─── INFORMATION PROVIDED ───

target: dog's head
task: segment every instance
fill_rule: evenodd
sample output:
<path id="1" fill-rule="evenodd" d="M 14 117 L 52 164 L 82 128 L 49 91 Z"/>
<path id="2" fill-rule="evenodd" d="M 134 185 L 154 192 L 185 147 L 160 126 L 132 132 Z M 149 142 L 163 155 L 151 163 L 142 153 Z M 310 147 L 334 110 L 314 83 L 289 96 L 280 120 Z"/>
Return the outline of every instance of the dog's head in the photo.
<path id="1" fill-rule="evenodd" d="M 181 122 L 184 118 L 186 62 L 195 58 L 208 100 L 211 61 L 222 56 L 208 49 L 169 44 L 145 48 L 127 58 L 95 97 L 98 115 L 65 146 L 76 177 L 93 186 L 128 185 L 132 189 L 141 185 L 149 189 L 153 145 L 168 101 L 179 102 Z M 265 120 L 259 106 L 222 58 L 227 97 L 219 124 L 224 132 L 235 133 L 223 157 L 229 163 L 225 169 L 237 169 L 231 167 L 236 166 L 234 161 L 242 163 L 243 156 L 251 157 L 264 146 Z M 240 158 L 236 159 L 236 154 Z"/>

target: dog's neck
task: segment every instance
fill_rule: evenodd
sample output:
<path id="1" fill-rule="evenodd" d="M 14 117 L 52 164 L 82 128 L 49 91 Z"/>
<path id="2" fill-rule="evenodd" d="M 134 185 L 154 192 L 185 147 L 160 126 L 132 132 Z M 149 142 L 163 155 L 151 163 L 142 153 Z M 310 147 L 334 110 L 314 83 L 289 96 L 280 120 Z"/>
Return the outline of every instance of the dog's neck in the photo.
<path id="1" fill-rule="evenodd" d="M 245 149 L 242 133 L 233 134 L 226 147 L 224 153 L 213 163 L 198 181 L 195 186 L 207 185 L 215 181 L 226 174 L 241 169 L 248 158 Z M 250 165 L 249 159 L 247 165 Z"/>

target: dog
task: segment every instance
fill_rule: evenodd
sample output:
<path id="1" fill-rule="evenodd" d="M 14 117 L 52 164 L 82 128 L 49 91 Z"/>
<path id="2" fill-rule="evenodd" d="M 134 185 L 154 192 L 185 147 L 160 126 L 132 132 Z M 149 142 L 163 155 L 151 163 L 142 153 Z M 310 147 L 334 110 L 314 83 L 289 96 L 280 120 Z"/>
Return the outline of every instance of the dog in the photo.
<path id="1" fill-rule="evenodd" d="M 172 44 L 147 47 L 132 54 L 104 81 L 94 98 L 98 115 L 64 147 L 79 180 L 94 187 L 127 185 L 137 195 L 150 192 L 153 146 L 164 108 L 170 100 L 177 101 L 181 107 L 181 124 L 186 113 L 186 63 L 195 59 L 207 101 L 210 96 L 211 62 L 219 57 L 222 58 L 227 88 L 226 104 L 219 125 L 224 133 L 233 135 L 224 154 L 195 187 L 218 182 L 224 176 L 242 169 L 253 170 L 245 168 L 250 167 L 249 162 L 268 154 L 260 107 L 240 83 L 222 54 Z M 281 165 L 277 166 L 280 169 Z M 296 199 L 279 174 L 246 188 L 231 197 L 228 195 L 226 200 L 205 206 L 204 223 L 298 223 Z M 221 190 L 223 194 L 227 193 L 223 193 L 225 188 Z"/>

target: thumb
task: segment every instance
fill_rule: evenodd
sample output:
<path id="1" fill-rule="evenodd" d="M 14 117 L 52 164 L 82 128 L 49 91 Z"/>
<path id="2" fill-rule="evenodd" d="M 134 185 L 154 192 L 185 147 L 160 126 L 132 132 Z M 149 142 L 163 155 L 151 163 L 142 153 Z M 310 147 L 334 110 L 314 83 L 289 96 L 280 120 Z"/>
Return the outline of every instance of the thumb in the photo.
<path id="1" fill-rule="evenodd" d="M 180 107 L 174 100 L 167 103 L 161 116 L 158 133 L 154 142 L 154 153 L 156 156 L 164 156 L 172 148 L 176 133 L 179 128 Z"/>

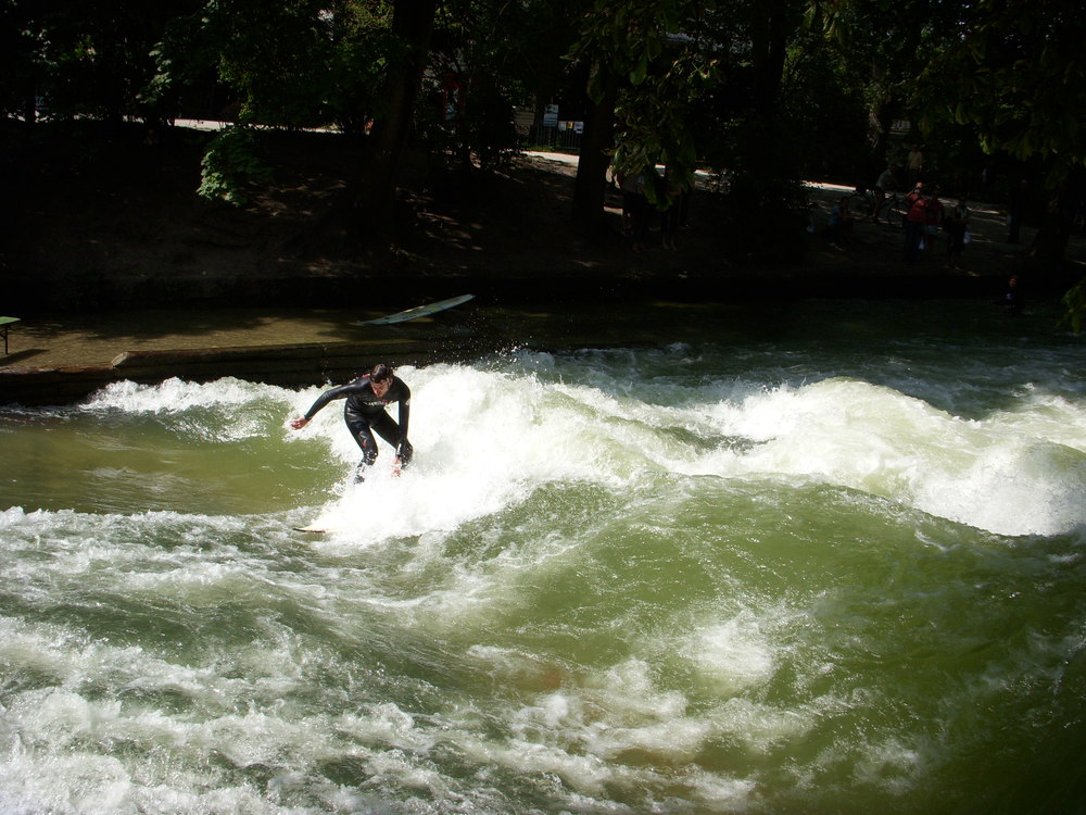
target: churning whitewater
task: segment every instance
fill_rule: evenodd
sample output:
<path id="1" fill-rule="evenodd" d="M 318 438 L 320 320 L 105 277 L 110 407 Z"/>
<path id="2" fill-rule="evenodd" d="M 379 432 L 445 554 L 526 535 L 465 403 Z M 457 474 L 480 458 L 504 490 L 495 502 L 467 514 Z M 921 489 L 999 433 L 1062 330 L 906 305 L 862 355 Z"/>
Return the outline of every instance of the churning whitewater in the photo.
<path id="1" fill-rule="evenodd" d="M 1081 340 L 899 308 L 0 408 L 0 811 L 1079 811 Z"/>

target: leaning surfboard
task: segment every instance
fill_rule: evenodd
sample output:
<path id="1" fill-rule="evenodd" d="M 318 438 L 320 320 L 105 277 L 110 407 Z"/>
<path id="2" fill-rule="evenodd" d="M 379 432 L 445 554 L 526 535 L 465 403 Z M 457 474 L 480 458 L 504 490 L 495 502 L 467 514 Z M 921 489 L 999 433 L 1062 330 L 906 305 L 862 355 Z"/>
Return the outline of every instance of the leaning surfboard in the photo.
<path id="1" fill-rule="evenodd" d="M 395 314 L 389 314 L 384 317 L 377 317 L 376 319 L 359 319 L 358 325 L 392 325 L 393 323 L 405 323 L 408 319 L 417 319 L 418 317 L 425 317 L 428 314 L 437 314 L 439 311 L 444 311 L 445 309 L 452 309 L 456 305 L 462 305 L 463 303 L 466 303 L 468 300 L 471 300 L 475 294 L 460 294 L 459 297 L 451 297 L 447 300 L 439 300 L 435 303 L 417 305 L 414 309 L 396 312 Z"/>

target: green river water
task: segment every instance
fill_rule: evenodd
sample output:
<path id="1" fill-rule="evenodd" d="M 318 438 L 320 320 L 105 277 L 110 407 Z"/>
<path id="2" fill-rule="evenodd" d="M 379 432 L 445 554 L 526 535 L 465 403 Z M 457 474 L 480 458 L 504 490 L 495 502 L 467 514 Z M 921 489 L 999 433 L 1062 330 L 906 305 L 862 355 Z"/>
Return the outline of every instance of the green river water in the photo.
<path id="1" fill-rule="evenodd" d="M 797 311 L 0 406 L 0 811 L 1082 813 L 1082 338 Z"/>

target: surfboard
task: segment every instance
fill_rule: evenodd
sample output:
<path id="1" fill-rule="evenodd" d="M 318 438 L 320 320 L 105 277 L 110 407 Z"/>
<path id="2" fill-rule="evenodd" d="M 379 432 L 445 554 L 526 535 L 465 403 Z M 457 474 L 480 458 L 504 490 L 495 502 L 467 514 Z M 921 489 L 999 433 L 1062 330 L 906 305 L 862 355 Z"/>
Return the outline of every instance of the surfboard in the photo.
<path id="1" fill-rule="evenodd" d="M 471 300 L 475 294 L 460 294 L 459 297 L 451 297 L 447 300 L 439 300 L 435 303 L 428 303 L 426 305 L 416 305 L 414 309 L 408 309 L 407 311 L 396 312 L 395 314 L 389 314 L 383 317 L 377 317 L 376 319 L 359 319 L 358 325 L 392 325 L 393 323 L 405 323 L 408 319 L 416 319 L 418 317 L 425 317 L 428 314 L 437 314 L 439 311 L 444 311 L 445 309 L 452 309 L 456 305 L 462 305 L 468 300 Z"/>

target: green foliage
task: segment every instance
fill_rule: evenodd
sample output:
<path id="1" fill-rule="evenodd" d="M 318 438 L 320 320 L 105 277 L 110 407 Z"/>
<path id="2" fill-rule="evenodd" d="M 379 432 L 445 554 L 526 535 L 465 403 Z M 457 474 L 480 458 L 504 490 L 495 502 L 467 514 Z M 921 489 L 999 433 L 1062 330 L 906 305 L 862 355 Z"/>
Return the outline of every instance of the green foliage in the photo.
<path id="1" fill-rule="evenodd" d="M 211 201 L 223 200 L 241 206 L 249 202 L 247 186 L 270 180 L 270 168 L 256 154 L 252 129 L 227 127 L 212 139 L 200 162 L 197 193 Z"/>
<path id="2" fill-rule="evenodd" d="M 968 124 L 987 152 L 1048 160 L 1055 187 L 1086 162 L 1082 8 L 1074 0 L 982 0 L 971 17 L 919 77 L 922 124 Z"/>
<path id="3" fill-rule="evenodd" d="M 1060 324 L 1069 323 L 1072 331 L 1082 334 L 1083 319 L 1086 318 L 1086 277 L 1063 296 L 1063 308 L 1066 311 Z"/>

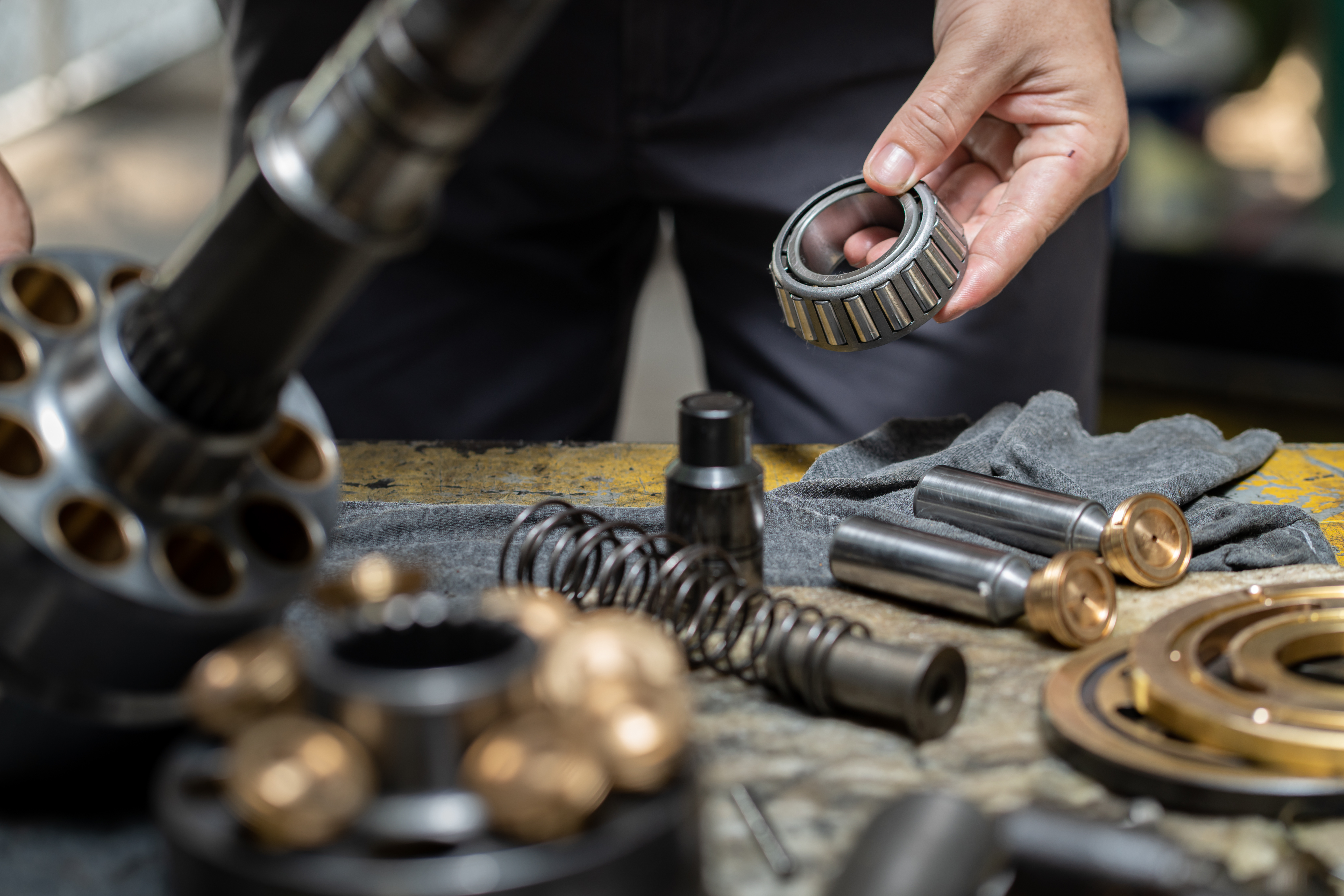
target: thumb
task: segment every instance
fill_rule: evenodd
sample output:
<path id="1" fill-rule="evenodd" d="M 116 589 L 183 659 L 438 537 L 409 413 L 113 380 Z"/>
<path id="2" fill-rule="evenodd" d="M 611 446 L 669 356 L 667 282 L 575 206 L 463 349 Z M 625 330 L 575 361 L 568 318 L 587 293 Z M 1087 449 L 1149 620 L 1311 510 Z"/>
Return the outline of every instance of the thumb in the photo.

───

## WHAT IS EXPECTED
Scale the records starting at the line that contains "target: dog's neck" and ending at the line that contains "172 44 L 147", writing out every line in that span again, requests included. Multiply each polygon coordinate in the answers by 1.45 and round to whole numbers with halves rounded up, leaving the requests and their format samples unchanged.

## TASK RESULT
target: dog's neck
task: segment every instance
fill_rule: evenodd
sample output:
<path id="1" fill-rule="evenodd" d="M 14 117 L 52 164 L 82 128 L 49 91 Z"/>
<path id="2" fill-rule="evenodd" d="M 134 185 L 154 192 L 185 147 L 160 126 L 132 132 Z M 149 142 L 163 155 L 151 163 L 142 153 Z M 310 147 L 334 110 L 314 83 L 289 96 L 280 120 Z"/>
Return the outline of every instance of the dog's neck in the photo.
<path id="1" fill-rule="evenodd" d="M 355 216 L 351 193 L 338 194 L 328 213 L 325 222 L 309 236 L 287 262 L 283 270 L 300 268 L 312 262 L 328 252 L 349 245 L 360 229 Z M 363 239 L 361 231 L 358 239 Z"/>

target: dog
task: segment every instance
fill_rule: evenodd
sample output:
<path id="1" fill-rule="evenodd" d="M 14 117 L 52 164 L 82 128 L 49 91 Z"/>
<path id="2" fill-rule="evenodd" d="M 134 185 L 154 192 L 185 147 L 160 126 L 132 132 Z M 149 142 L 163 155 L 151 163 L 142 153 Z M 310 147 L 334 110 L 314 83 L 289 96 L 280 120 Z"/>
Return the outline of every instance of the dog in the photo.
<path id="1" fill-rule="evenodd" d="M 249 64 L 213 68 L 191 78 L 151 117 L 136 142 L 142 167 L 93 213 L 115 261 L 136 271 L 184 268 L 199 283 L 218 278 L 222 212 L 238 157 L 247 145 L 257 146 L 262 155 L 262 180 L 270 164 L 270 91 L 283 86 L 300 146 L 305 139 L 306 90 L 318 83 L 322 84 L 329 128 L 328 151 L 318 181 L 325 193 L 338 196 L 325 223 L 283 271 L 316 264 L 325 255 L 351 245 L 367 247 L 355 244 L 363 242 L 361 235 L 389 223 L 377 155 L 348 120 L 322 78 Z M 407 239 L 402 241 L 406 245 Z M 429 289 L 405 252 L 357 273 L 335 286 L 331 283 L 328 290 L 297 299 L 296 323 L 432 323 Z M 320 276 L 323 281 L 329 280 L 323 280 L 326 273 Z"/>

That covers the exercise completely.